» **ENTRIES PROVIDED**
· · · · · · ·
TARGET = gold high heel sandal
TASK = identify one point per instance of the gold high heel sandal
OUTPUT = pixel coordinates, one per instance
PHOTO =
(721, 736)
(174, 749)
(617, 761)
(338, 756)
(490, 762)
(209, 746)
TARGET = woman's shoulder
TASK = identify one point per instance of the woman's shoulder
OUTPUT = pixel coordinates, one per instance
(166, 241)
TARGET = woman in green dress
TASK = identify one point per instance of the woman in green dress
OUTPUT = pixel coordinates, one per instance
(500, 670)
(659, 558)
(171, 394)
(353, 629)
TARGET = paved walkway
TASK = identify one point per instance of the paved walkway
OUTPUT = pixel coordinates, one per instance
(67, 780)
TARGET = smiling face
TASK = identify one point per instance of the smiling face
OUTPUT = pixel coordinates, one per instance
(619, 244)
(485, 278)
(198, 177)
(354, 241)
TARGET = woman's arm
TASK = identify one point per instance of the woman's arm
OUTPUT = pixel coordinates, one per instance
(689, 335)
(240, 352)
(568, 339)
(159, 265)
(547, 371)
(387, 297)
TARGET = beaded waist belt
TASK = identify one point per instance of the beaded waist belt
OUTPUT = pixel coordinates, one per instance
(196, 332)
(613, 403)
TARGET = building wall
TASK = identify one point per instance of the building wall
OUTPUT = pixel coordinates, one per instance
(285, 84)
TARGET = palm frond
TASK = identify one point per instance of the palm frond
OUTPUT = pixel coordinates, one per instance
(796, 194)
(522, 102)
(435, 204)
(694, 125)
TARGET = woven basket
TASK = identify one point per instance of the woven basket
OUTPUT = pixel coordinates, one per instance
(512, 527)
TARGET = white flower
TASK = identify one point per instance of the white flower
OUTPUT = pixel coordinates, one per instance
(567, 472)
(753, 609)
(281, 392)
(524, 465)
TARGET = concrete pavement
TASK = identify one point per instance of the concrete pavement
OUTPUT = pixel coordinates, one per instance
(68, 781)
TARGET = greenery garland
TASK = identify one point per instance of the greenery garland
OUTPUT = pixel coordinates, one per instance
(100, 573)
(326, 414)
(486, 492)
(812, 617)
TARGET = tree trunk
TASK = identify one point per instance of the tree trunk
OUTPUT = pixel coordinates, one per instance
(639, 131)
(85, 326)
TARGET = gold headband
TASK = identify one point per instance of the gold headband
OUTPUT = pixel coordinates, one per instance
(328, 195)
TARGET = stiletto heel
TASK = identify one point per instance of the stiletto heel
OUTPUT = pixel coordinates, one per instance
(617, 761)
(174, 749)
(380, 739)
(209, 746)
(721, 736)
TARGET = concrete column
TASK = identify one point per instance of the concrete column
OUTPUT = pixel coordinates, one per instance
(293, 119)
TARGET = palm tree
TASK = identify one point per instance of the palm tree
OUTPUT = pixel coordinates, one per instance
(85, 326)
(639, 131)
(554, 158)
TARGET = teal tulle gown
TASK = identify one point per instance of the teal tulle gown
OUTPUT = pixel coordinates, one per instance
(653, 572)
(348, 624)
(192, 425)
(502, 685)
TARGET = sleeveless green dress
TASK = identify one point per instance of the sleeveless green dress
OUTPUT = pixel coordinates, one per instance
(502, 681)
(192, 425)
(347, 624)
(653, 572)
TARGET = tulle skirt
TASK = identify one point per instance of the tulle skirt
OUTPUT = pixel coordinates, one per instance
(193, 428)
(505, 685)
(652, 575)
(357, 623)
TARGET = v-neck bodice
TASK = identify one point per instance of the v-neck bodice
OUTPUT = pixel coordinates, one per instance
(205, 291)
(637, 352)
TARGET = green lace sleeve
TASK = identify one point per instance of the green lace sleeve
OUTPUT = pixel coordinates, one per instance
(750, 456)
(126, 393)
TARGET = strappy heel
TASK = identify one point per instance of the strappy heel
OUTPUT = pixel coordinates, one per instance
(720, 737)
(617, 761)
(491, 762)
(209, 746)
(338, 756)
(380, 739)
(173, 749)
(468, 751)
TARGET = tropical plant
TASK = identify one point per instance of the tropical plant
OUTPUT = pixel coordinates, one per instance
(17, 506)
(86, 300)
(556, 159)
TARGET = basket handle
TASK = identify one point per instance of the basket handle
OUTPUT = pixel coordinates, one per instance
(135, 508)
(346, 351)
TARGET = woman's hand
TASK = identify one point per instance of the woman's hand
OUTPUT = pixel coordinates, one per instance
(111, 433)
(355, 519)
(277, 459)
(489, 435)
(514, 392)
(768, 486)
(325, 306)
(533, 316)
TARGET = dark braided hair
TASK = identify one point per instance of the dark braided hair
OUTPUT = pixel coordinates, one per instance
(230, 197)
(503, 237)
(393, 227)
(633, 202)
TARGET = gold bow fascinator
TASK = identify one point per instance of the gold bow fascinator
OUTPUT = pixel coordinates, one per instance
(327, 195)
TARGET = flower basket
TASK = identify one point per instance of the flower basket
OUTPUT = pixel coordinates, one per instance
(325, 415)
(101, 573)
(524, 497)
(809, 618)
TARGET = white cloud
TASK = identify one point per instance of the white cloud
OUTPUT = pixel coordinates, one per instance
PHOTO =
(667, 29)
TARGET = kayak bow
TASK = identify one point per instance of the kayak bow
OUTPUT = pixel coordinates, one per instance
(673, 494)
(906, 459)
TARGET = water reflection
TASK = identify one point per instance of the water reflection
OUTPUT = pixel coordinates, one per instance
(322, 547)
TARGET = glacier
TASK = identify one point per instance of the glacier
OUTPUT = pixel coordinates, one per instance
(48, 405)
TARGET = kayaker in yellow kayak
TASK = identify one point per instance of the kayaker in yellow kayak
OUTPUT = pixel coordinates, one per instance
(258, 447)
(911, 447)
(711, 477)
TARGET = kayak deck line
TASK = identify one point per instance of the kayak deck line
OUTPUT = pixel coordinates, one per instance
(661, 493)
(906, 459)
· · · · · · ·
» **EXERCISE INSTRUCTIONS**
Starting at the line that contains "TARGET = glacier" and continuing through the end of the material, reproduce those lines with every "yellow" changed to "orange" and nothing else altered.

» **SOLUTION TO THE PROBLEM**
TARGET = glacier
TASK = identify one point per instance of the glacier
OUTPUT = pixel coordinates, one per instance
(48, 405)
TARGET = kayaker in orange kayak
TASK = identify one point per instance of the kayaker in orange kayak
OUTPUT = pixel coordinates, one per instance
(258, 447)
(911, 447)
(711, 477)
TARGET = kayak deck line
TASK = identify one point per instance of the kayak deck line
OUTPUT = pixel coordinates, one per instance
(661, 493)
(906, 459)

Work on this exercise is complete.